These are the first words I write in my notebook during my conversation with Monira Al Qadiri. “Madness exists in exile, isolation, war, and liberty,” says the Kuwaiti artist. “It can be found everywhere, among both the powerful and the weak.” In recent years, however, madness has become a weapon (or a “locus of confinement” as historian Michel Foucault described it) used to segregate and oppress for the purposes of imperialism.
Through her work, Al Qadiri profoundly deconstructs this dynamic of power, proving our universal proximity to the absurd by way of sculpture, installation, film, and performance art. Visualising its manifestations across various time periods and socioeconomic groups, the visual artist reveals how madness emerges from a “freakish” thirst for power and capital.
Seduced by growth and hyperconsumerism, society has become blind or, more worryingly, apathetic to the irreparable damage that our aesthetic desires continue to inflict upon our planetary future. Through the likes of dystopia, spirituality, and the absurd, Al Qadiri offers urgent and uncanny omens for the future, forcing viewers to reflect on the longstanding consequences of overconsumption, colonialism, extractive capitalism, and greed. Igniting profound introspection, she encourages all of us to reckon with our complicity in the ongoing chaos and destruction of the planet.
Born in Senegal, raised in Kuwait, and educated in Japan, Al Qadiri describes her worldview as anything but ordinary. Her exposure to both decadence and war forced her, from a very young age, to reflect on the oppositional bounds of beauty and destruction—the immediacy and vulnerability of it all. Yet, despite the deeply personal foundation of her work, most of it transcends regional discourse, opening space for universal engagement and reflection.

“My upbringing was very strange,” she reflects. “The genealogy of art in my family began way before me. My mother is an artist, so I basically grew up in her studio. It was very natural to conflate play with creating art because it’s all I ever knew. In Kuwait, our house was always filled with paintings, print machines, and sculptures, so turning to art as a form of expression felt very instinctive.”
Reflecting the Gulf’s social and cultural nuances, Al Qadiri credits her parents’ open-mindedness as a catalyst for her expansive way of thinking. “They grew up in the 60s and 70s, in the era of discotheques and parties,” she says. “Their youth marked an extremely liberal moment in Kuwait’s history, one of rediscovery, wealth, and joy.”
A chapter often glossed over in western history books is Kuwait’s status as a British protectorate from 1899 to 1961. This was a period defined by imperial control and economic exploitation, particularly after the discovery of oil in 1938. When Kuwait finally gained independence in 1961, it ushered in an era of rapid wealth and prosperity. However, while the country flourished economically, it also brought with it political uncertainty and conservativism—an expected consequence in states grappling with the lingering legacies of imperial rule. Amid rising anti-colonial sentiment, many countries in the SWANA region, including Kuwait, began to push back against decades of western interference. Enough was enough.

• [Task set]
a – Answer these questions from the article about Monira Al Qadiri:
(i) In which country was Al Qadiri born?
(ii) During which years was Kuwait a British protectorate?
(iii) In what year was oil discovered in Kuwait?
b – Repeat everything in the article about Monira Al Qadiri from "A chapter often" down to "Enough was enough.".
The material after this point is separate from the article.

• [Excerpted data]
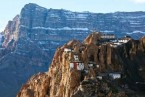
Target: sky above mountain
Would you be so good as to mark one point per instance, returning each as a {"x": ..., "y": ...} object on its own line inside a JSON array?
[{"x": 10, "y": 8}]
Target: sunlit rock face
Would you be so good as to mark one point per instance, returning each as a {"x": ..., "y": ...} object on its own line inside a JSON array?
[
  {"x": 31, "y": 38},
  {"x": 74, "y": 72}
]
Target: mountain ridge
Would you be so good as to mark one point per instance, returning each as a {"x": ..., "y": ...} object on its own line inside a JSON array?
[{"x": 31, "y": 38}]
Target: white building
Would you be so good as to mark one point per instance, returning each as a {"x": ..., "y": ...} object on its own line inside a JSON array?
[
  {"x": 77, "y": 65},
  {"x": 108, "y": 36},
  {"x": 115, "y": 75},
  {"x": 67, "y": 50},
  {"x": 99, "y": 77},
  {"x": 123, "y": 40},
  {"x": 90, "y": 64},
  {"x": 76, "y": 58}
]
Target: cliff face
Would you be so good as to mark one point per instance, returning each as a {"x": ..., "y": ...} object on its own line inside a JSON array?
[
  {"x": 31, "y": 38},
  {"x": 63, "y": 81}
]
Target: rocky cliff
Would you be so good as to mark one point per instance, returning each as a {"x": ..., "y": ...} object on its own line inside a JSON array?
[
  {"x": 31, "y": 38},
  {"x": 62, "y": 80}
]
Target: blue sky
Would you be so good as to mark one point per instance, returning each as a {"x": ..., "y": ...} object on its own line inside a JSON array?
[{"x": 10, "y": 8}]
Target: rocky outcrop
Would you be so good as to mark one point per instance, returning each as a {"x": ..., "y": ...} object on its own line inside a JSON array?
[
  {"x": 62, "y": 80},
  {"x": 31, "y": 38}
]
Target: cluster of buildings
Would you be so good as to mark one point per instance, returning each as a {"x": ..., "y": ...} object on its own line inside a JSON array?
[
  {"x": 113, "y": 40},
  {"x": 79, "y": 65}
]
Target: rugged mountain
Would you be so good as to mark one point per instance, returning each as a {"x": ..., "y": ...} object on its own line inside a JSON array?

...

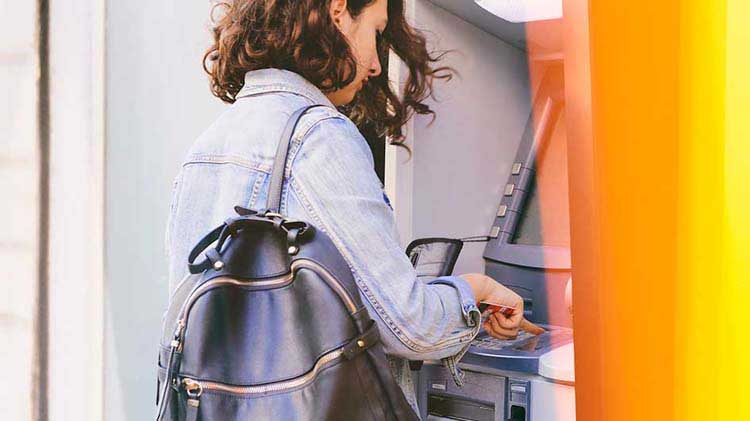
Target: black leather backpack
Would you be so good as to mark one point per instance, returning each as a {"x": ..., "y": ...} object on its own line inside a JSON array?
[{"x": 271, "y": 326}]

• [Solutions for each task]
a –
(i) Senegal
(ii) 1899 to 1961
(iii) 1938

b –
A chapter often glossed over in western history books is Kuwait’s status as a British protectorate from 1899 to 1961. This was a period defined by imperial control and economic exploitation, particularly after the discovery of oil in 1938. When Kuwait finally gained independence in 1961, it ushered in an era of rapid wealth and prosperity. However, while the country flourished economically, it also brought with it political uncertainty and conservativism—an expected consequence in states grappling with the lingering legacies of imperial rule. Amid rising anti-colonial sentiment, many countries in the SWANA region, including Kuwait, began to push back against decades of western interference. Enough was enough.